>>>
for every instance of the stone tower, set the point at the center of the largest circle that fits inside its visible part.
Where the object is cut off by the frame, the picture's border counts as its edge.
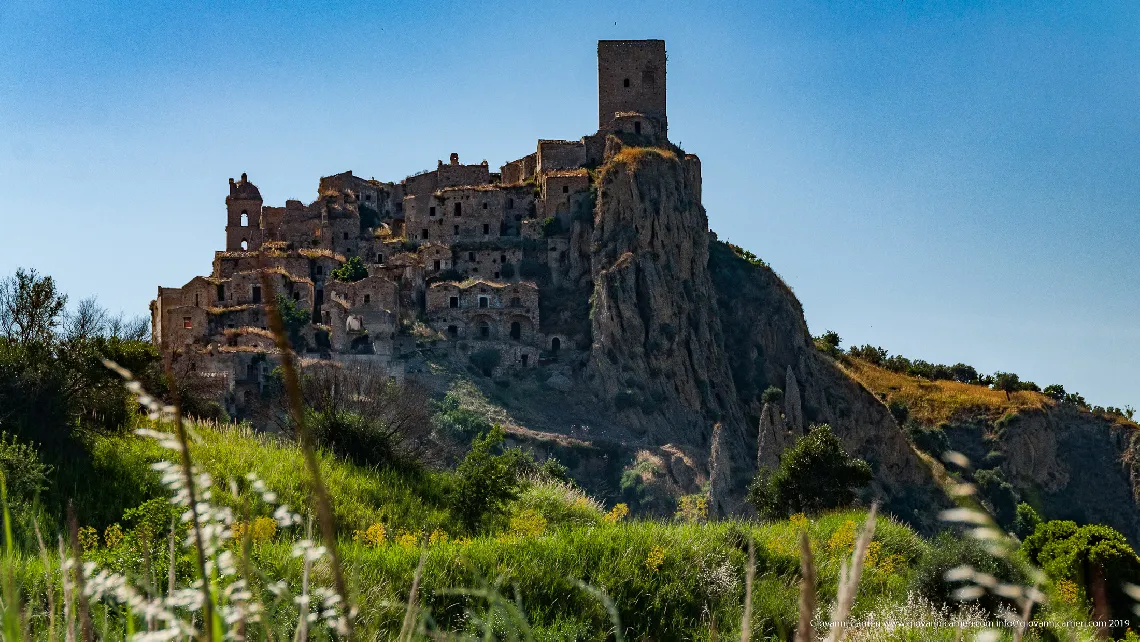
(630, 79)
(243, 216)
<<<
>>>
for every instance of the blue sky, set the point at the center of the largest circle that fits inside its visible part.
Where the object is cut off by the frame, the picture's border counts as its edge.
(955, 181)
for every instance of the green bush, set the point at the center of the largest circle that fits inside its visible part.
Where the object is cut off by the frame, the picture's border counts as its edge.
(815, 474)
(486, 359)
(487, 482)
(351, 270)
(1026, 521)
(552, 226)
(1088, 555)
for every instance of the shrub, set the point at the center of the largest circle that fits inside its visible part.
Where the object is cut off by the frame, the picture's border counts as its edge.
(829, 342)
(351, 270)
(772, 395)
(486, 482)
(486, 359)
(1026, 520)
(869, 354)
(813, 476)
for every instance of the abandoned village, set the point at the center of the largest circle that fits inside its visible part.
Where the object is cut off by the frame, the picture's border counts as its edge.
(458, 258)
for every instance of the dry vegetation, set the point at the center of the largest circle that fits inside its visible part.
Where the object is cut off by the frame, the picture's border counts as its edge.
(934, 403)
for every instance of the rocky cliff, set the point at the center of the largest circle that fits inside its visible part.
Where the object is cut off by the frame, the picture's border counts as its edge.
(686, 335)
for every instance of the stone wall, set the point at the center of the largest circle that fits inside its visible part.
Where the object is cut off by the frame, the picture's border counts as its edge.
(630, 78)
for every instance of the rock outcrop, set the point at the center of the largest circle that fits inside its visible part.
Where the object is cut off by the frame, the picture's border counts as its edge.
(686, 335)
<<<
To do: Your answer should consist of all lines above that include the string "stone".

Solution for this task:
for every instance of the stone tower, set the point at the center of the largest circle that fits inside its visible part.
for every instance of the stone wall, set the point at the center of the largest circle that fits inside its visible part.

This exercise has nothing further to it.